• **Given instruction**
Swap "lane-count log" for "sign inventory" in the stretch of lines below, from the first line through the one containing "point(735, 409)". Return only those lines, with everything else left unchanged.

• **Data section**
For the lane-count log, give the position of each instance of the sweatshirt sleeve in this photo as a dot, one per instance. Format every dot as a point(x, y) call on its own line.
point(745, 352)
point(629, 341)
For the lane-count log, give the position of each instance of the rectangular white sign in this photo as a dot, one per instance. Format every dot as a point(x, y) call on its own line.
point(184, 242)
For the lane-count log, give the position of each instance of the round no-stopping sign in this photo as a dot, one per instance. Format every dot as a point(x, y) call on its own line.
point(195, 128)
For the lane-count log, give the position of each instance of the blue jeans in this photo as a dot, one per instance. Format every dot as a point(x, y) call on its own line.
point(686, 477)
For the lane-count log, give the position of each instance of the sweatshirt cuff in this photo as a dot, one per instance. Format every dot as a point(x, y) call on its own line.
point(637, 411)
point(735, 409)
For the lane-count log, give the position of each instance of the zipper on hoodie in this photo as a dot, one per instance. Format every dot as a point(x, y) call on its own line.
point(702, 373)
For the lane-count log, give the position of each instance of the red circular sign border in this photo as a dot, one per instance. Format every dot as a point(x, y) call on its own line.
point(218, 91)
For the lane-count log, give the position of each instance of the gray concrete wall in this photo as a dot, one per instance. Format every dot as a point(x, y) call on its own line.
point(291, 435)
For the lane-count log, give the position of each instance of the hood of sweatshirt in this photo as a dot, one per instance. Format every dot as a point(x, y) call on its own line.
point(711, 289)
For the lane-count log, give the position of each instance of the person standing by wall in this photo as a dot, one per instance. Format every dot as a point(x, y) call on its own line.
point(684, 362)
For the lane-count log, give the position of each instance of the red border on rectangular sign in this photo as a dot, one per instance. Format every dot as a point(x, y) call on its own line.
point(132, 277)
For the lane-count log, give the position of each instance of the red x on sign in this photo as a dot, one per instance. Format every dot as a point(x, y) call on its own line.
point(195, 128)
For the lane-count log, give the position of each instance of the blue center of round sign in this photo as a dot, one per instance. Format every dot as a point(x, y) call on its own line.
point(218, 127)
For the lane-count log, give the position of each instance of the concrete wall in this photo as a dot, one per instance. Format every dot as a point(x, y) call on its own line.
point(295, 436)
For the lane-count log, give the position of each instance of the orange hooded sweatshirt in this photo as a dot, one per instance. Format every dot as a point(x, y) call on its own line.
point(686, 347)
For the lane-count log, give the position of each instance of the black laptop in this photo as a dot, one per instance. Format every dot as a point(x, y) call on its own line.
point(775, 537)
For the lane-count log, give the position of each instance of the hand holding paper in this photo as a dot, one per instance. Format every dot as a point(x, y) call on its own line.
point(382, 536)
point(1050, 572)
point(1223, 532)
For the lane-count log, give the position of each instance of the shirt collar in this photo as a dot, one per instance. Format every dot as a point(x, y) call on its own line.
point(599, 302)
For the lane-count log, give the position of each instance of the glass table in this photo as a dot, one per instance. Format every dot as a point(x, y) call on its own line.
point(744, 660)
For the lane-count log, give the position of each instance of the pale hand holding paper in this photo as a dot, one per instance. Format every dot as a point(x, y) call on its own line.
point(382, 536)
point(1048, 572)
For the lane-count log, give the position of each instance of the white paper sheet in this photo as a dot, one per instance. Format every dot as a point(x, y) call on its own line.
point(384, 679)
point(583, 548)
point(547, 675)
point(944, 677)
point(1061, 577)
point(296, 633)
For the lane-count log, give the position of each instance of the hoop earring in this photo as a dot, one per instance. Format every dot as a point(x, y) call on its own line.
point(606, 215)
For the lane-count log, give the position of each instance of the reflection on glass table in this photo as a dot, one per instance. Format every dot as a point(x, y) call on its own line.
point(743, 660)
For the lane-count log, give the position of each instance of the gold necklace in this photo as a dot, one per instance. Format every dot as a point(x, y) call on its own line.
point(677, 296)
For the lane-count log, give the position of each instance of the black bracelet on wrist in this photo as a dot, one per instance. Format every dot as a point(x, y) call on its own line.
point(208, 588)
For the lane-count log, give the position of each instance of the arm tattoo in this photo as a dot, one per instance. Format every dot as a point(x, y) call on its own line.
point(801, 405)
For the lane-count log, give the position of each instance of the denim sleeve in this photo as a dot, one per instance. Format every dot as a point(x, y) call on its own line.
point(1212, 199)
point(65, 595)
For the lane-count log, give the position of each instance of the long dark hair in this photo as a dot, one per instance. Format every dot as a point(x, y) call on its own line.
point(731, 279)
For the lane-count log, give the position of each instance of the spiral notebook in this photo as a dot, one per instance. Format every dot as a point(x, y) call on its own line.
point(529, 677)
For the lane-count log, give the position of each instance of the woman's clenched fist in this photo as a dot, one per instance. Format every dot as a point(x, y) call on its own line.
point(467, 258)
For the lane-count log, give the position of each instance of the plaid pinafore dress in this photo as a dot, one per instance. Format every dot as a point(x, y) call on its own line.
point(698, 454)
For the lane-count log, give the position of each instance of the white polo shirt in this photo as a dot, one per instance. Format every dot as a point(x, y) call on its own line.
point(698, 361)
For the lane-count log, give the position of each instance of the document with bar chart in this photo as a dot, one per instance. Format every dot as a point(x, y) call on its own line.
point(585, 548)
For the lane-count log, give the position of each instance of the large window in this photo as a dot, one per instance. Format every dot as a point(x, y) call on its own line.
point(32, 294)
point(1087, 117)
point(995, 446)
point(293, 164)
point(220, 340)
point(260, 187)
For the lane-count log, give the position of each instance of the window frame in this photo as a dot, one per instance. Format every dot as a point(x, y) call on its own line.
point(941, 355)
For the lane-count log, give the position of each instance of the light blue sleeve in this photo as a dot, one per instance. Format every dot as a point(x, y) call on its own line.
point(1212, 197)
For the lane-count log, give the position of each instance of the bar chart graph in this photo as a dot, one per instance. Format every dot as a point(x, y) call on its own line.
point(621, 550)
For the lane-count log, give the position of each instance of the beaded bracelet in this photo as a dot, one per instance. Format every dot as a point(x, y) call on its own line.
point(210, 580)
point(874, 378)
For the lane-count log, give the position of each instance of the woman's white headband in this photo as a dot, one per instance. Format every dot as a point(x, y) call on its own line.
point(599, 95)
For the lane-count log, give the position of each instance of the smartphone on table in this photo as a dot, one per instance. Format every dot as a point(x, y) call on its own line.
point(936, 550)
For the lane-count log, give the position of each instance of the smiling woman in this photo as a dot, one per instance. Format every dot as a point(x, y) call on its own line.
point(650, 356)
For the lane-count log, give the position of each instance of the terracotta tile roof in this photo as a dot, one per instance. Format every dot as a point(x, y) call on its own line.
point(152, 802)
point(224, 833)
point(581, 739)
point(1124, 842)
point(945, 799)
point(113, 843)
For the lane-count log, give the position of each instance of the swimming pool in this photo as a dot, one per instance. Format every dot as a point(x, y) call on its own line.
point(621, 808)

• **Exercise result**
For the sign inventory, give the position of each instance of the sweatshirt sleeve in this photo as a dot, one per instance. Format every dot as a point(x, y) call on its own line.
point(745, 352)
point(629, 341)
For the sign inventory, give the position of each instance of the rectangular white sign in this photo as a dot, one per instance. Format every dot as a point(x, y) call on its own line.
point(184, 242)
For the sign inventory, give the position of each instance of the round no-stopping sign in this photo as a dot, one per instance. Format every dot as a point(x, y) call on its own line.
point(195, 128)
For the sign inventory, give the position of each instance of the blue jeans in this photo as a dot, one per instance. Format every dot as a point(x, y) call on its own line.
point(686, 477)
For the sign inventory, give the position of each instance of the sweatshirt cuff in this photo as a dot, one per instance. Format every dot as a point(x, y) call on its own line.
point(637, 411)
point(735, 409)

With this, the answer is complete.